Problems to work on:
A. According to the memoir about growing up abroad, why was the narrator already "quite a free agent" by the time the family moved to Switzerland?
B. Pick up the memoir about growing up abroad after its final sentence and keep the account going in the same voice.

The Road Trip
Stephen Mosher
I don’t know what the normal experience was for teenagers in America, where I might have grown up, had my father’s job not moved us overseas. I don’t know how much freedom parents gave their kids, I don’t know what the parental relationships were like, I don’t know what parental expectations looked like. I feel (and have always felt) like my parents gave me a lot of freedom from an early age. I feel like my Sixth Grade year in Portugal was pretty restrictive, but I was a pre-teen drama queen with a lot of imagination and a lot of energy, and it didn’t always manifest itself in the most productive of ways. By the time I was twelve, though, I was allowed to leave home and roam around Cascais on my own. By the time I was thirteen, I was allowed to take the train from Cascais into Estoril and spend all day Saturday at the picture show, which was inside of a casino. So, when we were moved to Switzerland, I was quite a free agent, which (I think) balanced out in my brain as perfectly natural and somewhat shocking. The hours that I spent between school getting out at three-thirty and suppertime at six pm were all mine - and those hours lasted a lifetime. These days, when I see that it’s three-thirty, I panic over not being able to get it all done by six. A lifetime.
Eventually, the hours after six belonged to me, as well, and Me Mother and Father just let me go. I don’t know where or how I got the money but I had it and I spent it going to the theater. There was a city theater that utilized a repertory company of actors doing plays like On The Town, West Side Story, Man of LaMancha, The Fantasticks, Godspell, Romeo and Juliet, ballets like Aschenbrödel (Cinderella), operas like Don Giovanni, operettas like Die Lustige Witwe (The Merry Widow), and musical reviews like Wie Es UNS Gefällt (As WE Like It)... and I saw them all. I spent a lot of time by myself, a teenager, at the theater seeing these plays. And my parents supported it. They didn’t question it, they didn’t question me, they didn’t pass remarks on it - they offered me their full and total support… even when I became friends with the actors, several years my senior.

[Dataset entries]
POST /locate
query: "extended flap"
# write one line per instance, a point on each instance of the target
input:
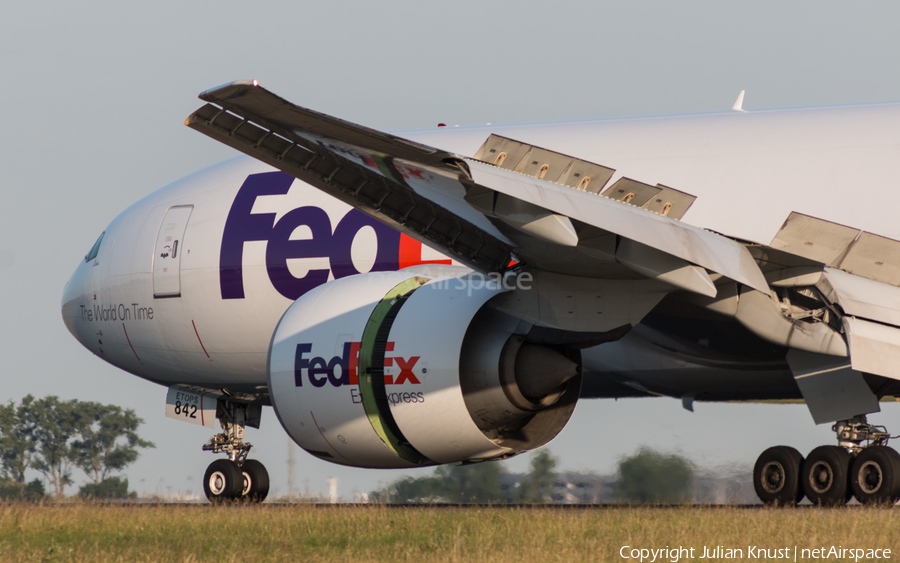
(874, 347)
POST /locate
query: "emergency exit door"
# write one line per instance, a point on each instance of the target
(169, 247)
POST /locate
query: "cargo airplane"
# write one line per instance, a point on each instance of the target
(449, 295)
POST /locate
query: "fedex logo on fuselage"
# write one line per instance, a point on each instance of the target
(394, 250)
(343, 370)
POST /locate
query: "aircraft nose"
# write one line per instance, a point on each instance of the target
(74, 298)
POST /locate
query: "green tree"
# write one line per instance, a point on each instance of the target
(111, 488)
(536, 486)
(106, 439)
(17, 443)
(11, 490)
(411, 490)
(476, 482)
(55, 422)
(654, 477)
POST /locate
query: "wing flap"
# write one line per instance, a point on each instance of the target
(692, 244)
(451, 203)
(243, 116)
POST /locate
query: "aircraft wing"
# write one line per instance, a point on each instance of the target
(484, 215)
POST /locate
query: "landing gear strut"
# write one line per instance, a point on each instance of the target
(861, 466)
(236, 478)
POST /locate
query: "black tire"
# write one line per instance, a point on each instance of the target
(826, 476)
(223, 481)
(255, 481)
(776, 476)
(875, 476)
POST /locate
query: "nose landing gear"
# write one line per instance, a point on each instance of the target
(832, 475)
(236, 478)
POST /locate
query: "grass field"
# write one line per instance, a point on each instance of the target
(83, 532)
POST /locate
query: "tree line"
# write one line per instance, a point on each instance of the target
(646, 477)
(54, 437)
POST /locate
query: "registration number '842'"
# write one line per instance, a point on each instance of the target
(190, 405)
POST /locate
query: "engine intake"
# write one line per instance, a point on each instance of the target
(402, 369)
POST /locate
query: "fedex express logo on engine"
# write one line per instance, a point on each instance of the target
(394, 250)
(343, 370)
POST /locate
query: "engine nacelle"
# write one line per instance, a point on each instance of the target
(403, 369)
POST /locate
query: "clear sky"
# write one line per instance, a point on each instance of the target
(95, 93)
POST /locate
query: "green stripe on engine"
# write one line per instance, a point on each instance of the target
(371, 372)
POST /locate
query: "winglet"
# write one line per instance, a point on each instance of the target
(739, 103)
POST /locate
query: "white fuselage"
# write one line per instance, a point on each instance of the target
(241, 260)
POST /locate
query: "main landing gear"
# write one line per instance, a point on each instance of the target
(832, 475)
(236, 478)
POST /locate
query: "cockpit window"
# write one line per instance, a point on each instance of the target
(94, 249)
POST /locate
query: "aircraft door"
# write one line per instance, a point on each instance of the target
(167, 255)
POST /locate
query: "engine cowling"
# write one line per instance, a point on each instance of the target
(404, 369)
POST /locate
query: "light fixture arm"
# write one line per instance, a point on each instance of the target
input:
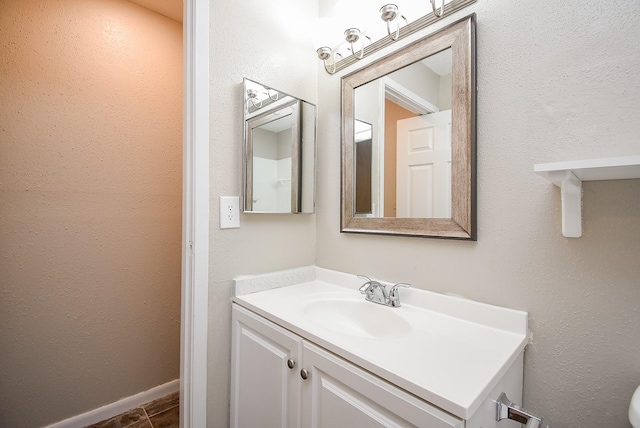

Replies:
A. The narrator had already been given a lot of freedom in Portugal. By age twelve, the narrator could leave home and roam around Cascais alone. By thirteen, the narrator could take the train into Estoril and spend all of Saturday at the picture show inside a casino.

B.
The Stadttheater Bern hired a lot of American actors. There wasn’t enough work for actors in America in the early Nineteen Eighties, and European countries seemed to have a thing for American musicals, so a lot of actors left the States, traveled to Europe, learned the languages in the various countries, and plied their craft there, in translated productions of these shows. They became a family, there, and, for some unfathomable reason, they took me in. Americans living overseas like Steve Barton, Denny Berry, and Carole Alston became my friends. The Austrian actor Christoph Schobesberger, a Swiss actor named Andreas Krähenbühl, and a French (I think) dancer named Didier Erard were all very kind to me, a starstruck American teenager who wanted to go on the stage. And, of course, there was the matter of the American ballet dancer who became my first love, an abusive relationship that would leave me scarred for life. But, for the most part, the people I met through the Stadttheater Bern were kind, caring, and people that I would call friends.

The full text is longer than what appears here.